___ Given passage

Thursday, June 01, 2006

Adultery

I'm about to embark on an interview season and expect that somewhere along the way I will be asked about sex and my views on it. I've been thinking it through to try and come up with a better answer than:

What do you think about homosexuality?
Can we wait until after the interview please I'm not in the mood.

Perhaps I shouldn't go work at any church whose appointment committee failed to laugh at that point. It would be doomed to failure.

Anyway I digress and I must learn to stop doing that during the first paragraph. I read this in The Independent yesterday (nothing to quote from the newspapers for months and then two come along at once):

'Adultery is now a quaintly old-fashioned descriptive term used by church-men and other judgemental moralists. It is not a breach of a moral code, or even a defining constraint within marriage. Spouses who commit adultery are no longer considered to have undertaken an act that is contradictory to the spirit of their publicly celebrated relationship.

'An adulterer is no longer considered to be legally or morally at fault within a marriage.'
(Deborah Orr, The Independent 31/5/06)

This was all written in the fall-out post Deputy Prime-Minister perving his secretary's melons with his cocktail sausage, as the tabloids have helped us to understand.

But I must admit that I felt a moment of sadness at another degrading of marriage.

This blog has a range of readers, church-men, non-judgemental moralists and various points in between. Does this quote make you stop in your tracks? If I were to commit adultery (which I've spent many years trying really hard not to do) I would make my marriage vows into lies. I would be legally at fault (it's grounds for divorce after all), morally at fault and it would be contradictory to the spirit of my publicly celebrated relationship. Wouldn't it?

Views and comments really appreciated.

7 comments:

Chris said...

I'm sad.

Not much else to say.

:(

Stewart said...

Years ago I read an article by Julie Birchill (not something I do often) where she was talking about the end of her second marriage, following her embarking on a lesbian affair. Her then-husband applied for a divorce on grounds of 'unreasonable behaviour' - which led Birchill to acerbically commment "Unreasonable? She was so gorgeous it would have been unreasonable not to have sex with her."

I thought this witticism was unintentionally a very enlightening comment on how adultery has come to be viewed by society. We are all slaves to our instincts, emotions and feelings, so why should we be held accountable when we act on those urges? What else can we possibly be expected to do?

Practise restraint? Honour commitments we've made to partners? Choose not to give in to our emotions?

Why would you want to do that when it's so easy to commit adultery then apologise profusely, claim you didn't have any choice and say it was a mistake?

Mike Peatman said...

Surely any meaningful relationship - marriage, friendship, working - need boundaries. Forsaking all others is the marriage boundary. People are free not to believe adultery is valid, in which case why get married and perjure yourself - why not just co-habit and share a few friends?

Jonathan Potts said...

If someone thinks adultery is ok then what, I would ask them, do they think is the point in marriage? I don't get it.

The thing with "sexual liberation" is it all sounds great and fun and free until children become a factor. Then adultery has a tendency to mean divorce (something else that is no longer considered a Bad Thing) which tends to mean ****ed up kids (not always, of course, but in my experience, usually). Indeed, often the route from adultery to ****ed up kids doesn't even need to go via divorce. How many friends of mine has this happened to? I can't believe that people see this as ok: part of being "free and liberated".

______
___ Input material

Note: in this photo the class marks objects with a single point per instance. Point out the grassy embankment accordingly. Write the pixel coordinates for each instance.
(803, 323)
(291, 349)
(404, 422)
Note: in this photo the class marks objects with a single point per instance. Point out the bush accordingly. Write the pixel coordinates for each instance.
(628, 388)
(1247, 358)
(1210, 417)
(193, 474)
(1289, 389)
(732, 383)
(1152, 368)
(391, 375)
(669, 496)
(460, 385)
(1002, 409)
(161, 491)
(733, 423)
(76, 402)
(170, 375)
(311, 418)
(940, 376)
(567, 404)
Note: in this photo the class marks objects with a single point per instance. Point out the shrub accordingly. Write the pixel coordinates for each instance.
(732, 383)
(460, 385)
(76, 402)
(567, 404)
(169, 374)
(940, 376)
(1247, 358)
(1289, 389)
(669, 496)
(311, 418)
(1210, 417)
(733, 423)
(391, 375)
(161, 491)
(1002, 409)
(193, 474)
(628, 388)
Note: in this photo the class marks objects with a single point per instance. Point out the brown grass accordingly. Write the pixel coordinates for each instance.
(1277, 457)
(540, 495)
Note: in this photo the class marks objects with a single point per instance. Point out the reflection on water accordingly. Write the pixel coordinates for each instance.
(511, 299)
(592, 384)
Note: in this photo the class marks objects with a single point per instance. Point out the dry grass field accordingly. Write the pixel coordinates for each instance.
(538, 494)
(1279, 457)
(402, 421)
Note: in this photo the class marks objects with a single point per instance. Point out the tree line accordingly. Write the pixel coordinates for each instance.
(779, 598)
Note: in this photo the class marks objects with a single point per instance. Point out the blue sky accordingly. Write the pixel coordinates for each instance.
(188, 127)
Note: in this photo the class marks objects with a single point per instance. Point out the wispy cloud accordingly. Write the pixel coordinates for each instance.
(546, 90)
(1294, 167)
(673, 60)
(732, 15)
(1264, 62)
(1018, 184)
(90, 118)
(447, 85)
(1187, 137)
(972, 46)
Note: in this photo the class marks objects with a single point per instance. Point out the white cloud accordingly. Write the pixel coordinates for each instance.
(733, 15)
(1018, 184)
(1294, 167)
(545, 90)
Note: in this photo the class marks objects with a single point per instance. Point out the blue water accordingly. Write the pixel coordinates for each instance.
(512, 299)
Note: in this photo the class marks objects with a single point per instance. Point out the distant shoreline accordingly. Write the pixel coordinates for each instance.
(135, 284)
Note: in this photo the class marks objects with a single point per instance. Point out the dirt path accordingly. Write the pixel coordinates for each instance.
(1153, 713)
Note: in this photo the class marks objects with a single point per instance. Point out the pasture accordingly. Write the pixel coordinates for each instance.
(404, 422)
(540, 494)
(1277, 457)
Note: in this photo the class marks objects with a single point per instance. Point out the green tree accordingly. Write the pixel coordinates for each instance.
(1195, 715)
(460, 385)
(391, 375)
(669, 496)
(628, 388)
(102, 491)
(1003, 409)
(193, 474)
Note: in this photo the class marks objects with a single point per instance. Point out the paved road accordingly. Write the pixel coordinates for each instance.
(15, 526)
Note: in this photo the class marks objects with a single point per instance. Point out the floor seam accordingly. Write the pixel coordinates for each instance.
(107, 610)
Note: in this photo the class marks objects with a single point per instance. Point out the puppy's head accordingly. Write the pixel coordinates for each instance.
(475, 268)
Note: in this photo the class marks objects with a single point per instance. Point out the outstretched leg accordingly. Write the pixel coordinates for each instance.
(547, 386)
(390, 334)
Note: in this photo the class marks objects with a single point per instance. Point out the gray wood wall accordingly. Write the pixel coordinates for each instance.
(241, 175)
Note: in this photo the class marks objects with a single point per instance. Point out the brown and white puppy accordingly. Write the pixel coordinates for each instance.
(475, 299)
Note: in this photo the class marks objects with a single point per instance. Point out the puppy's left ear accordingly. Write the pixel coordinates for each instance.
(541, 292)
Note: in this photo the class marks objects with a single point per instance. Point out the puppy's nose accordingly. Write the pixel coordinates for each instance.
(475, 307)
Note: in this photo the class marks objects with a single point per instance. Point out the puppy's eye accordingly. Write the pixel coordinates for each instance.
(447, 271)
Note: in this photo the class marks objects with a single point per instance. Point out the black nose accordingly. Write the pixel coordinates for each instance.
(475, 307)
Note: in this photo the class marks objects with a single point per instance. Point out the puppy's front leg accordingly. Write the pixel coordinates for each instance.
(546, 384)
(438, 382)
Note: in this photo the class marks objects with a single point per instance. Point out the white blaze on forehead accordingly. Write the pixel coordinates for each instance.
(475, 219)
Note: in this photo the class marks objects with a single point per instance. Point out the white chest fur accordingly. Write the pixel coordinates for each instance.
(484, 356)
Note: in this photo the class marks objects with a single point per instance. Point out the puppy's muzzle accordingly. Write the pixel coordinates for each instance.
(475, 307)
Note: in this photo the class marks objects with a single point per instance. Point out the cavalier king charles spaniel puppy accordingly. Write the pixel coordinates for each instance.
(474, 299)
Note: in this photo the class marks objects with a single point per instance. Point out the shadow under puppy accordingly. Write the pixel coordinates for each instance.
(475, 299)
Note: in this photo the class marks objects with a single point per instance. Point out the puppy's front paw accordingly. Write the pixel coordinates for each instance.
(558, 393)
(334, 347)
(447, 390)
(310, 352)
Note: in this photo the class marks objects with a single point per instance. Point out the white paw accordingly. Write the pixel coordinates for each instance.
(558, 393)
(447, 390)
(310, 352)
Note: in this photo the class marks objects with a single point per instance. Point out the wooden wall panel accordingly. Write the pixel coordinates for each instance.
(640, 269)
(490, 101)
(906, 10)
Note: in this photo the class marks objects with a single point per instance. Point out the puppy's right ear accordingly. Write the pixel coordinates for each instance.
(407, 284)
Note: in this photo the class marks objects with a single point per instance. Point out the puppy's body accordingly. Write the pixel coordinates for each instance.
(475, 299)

______

### Objective 1
Using the blog post on adultery, decide whether each statement below agrees with it: (a) the quoted passage from The Independent is dated 31/5/06; (b) the post received nine comments; (c) Mike Peatman calls forsaking all others the marriage boundary. For each, answer yes or no and quote the words of the post that decide it.
### Objective 2
Count how many lines of the records contain the string "tree", and give only that number.

### Worked answer 1
(a) Yes: "(Deborah Orr, The Independent 31/5/06)"
(b) No: "7 comments:"
(c) Yes: "Forsaking all others is the marriage boundary."

### Worked answer 2
2